On 11/7/07, can you guess? <[EMAIL PROTECTED]> wrote:
> > Monday, November 5, 2007, 4:42:14 AM, you wrote:
> >
> > cyg> Having gotten a bit tired of the level of ZFS
> > hype floating

I think a personal comment might help here ...

I spend a large part of my life doing system administration, and like
most Solaris 2.5.1/2.6/2.7/8/9 administrators that time was spend on
medium to large SPARC systems ... at companies who could afford it (in
my case a financial institution).

With that came all of the things you expect from really big companies
.. rigorous change control, pain in the ass (borderline neurotic)
management ... clever as can be database administrators, sub par
backups systems forever taking too long and all sorts of third party
storage technologies, each with their own issues.

Since applications and data drive the world, you need decent tools to
get the best from it. So, Veritias and storage vendors like EMC became
hero's overnight in 100% of the organizations I knew off, including
mine.

My last (active) administration days was spend armed with Solaris 9,
ufs with logging, Veritas Volume "Dam"ager ;) and HDS/Symmetrix kit...

* **DO THIS**:
Carry on the post about Solaris system administration from its last sentence, keeping the writer's voice.

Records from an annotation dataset
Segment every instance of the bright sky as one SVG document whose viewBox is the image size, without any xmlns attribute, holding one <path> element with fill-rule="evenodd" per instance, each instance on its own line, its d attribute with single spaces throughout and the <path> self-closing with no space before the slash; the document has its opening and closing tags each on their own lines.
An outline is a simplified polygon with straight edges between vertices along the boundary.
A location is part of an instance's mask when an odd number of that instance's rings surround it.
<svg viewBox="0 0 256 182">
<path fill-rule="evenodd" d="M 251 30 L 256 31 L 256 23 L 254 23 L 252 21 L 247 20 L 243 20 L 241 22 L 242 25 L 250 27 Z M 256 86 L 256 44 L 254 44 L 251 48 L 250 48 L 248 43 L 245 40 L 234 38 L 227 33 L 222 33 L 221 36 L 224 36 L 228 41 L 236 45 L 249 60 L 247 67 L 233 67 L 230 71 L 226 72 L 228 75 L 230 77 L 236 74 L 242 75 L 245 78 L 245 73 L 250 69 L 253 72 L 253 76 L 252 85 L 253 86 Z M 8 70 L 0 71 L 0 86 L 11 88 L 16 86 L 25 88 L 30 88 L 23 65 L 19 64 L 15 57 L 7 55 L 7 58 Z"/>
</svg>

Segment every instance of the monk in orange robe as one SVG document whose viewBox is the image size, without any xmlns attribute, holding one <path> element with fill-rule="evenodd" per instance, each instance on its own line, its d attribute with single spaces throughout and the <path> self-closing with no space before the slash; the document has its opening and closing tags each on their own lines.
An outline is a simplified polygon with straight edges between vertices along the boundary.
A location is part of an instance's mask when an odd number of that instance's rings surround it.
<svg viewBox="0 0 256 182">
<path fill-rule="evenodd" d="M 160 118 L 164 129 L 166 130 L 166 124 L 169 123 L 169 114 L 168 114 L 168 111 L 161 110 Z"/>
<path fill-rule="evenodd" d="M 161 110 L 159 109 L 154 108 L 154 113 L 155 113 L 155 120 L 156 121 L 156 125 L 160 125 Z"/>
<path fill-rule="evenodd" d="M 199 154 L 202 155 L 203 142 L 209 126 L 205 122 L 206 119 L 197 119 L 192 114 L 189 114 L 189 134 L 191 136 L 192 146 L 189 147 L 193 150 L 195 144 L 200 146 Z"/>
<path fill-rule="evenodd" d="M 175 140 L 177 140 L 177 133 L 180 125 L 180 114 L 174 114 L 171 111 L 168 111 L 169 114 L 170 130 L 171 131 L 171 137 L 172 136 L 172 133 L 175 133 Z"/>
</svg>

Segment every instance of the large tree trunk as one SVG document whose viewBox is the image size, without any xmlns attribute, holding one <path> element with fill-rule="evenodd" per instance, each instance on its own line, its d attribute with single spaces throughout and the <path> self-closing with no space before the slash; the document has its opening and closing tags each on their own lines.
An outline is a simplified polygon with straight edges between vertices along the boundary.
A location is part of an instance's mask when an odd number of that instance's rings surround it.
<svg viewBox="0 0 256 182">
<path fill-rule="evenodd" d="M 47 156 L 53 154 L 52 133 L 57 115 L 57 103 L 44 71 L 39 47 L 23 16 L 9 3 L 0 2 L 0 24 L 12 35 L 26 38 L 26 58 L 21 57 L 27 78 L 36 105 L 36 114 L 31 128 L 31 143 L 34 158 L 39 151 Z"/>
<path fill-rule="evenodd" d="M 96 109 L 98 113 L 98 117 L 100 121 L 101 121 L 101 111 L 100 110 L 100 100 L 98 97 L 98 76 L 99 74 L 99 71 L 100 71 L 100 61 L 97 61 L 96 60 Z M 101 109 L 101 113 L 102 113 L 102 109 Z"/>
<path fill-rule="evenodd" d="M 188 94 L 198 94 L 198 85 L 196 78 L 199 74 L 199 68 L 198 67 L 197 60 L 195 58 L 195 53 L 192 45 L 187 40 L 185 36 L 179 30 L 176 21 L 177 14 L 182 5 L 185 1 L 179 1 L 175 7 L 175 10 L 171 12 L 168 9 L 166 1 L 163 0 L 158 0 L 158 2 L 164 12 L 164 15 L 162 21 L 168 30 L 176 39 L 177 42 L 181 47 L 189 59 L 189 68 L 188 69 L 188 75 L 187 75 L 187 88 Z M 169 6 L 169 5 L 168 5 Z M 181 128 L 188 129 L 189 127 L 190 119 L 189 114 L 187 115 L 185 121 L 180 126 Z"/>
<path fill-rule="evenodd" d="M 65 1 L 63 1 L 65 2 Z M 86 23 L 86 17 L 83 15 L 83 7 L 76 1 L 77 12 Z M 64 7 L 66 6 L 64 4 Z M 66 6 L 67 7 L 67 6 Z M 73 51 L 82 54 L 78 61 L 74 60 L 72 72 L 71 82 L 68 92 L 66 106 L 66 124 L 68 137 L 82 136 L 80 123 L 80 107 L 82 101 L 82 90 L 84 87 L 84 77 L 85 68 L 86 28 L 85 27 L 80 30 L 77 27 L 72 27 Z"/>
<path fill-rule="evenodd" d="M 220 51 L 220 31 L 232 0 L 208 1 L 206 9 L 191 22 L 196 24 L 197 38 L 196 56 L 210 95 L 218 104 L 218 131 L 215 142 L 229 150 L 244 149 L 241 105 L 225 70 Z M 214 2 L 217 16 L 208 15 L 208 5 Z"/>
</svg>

* **TASK RESULT**:
which was rock solid, fast enough and with a decent amount of
braincells not too much of a problem to maintain (in a large SAN
environment). Why change ...? Its all good... budget's never come
under pressure.. right? Expensive RISC systems would never be replaced
by cheap commodity parts...

Hang on, you tell me I can pop in Solaris 10, slap in ZFS ... reduce
most of my storage footprint to JBOD's ... (and all of this on a
little old AMD system.).. You must be joking!

Why would I consider a new solution that is safe, fast enough, stable
.. easier to manage and lots cheaper? (That's my fanboy hat, please
excuse)

If administrators consider the above and generate "hype" .. well, then
"hype" away. I believe the proof is in the pudding, so I will
personally hold out some more, until I see (work on) a fully
operational ZFS replacement of the "old school" configurations. (For
me that only becomes a reality when the jbod kit is released next
year.)

But I do believe that some of the "hype" is justified ... maybe not
for a Linux administrator running his (apache/php/mysql) company from
a HP380 with a smartarray controller ... but sure as hell for an old
retired administrator from Solaris environments of yesteryear.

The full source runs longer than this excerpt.